(Contour labeling items)
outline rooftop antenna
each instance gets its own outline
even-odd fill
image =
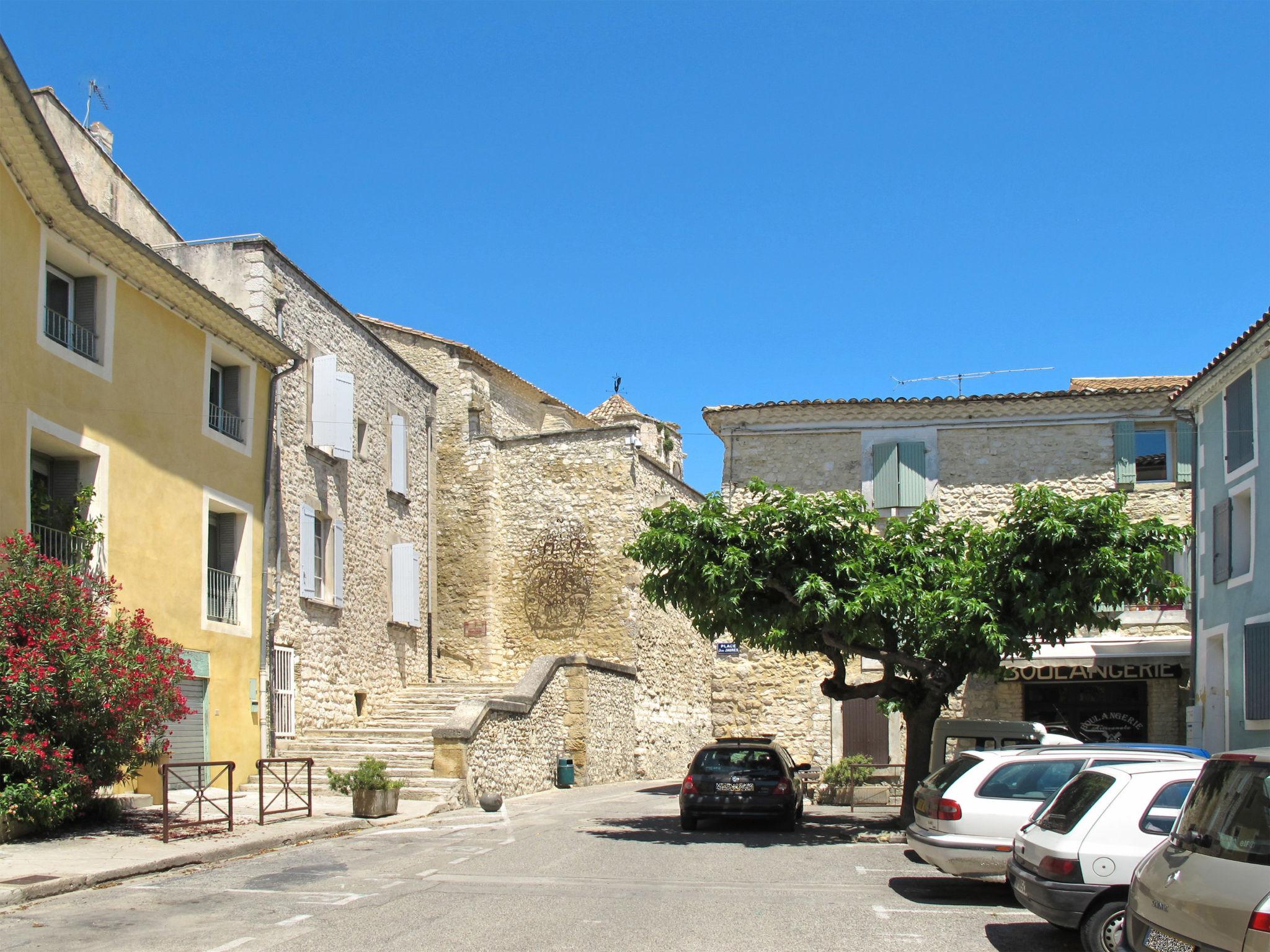
[[[1033,371],[1053,371],[1053,367],[1017,367],[1011,371],[969,371],[965,373],[940,373],[935,377],[911,377],[909,380],[900,380],[899,377],[892,377],[895,381],[895,386],[904,386],[906,383],[925,383],[927,381],[956,381],[956,395],[961,393],[961,382],[968,380],[979,380],[980,377],[991,377],[993,373],[1031,373]]]
[[[88,128],[88,114],[93,110],[93,96],[98,98],[102,103],[103,109],[109,109],[110,104],[105,102],[105,94],[102,91],[102,86],[98,85],[95,79],[88,81],[88,104],[84,107],[84,128]]]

| Written problem |
Count the lines in the records that contain the string "outline", with case counting, and reply with only the number.

| Exercise answer |
2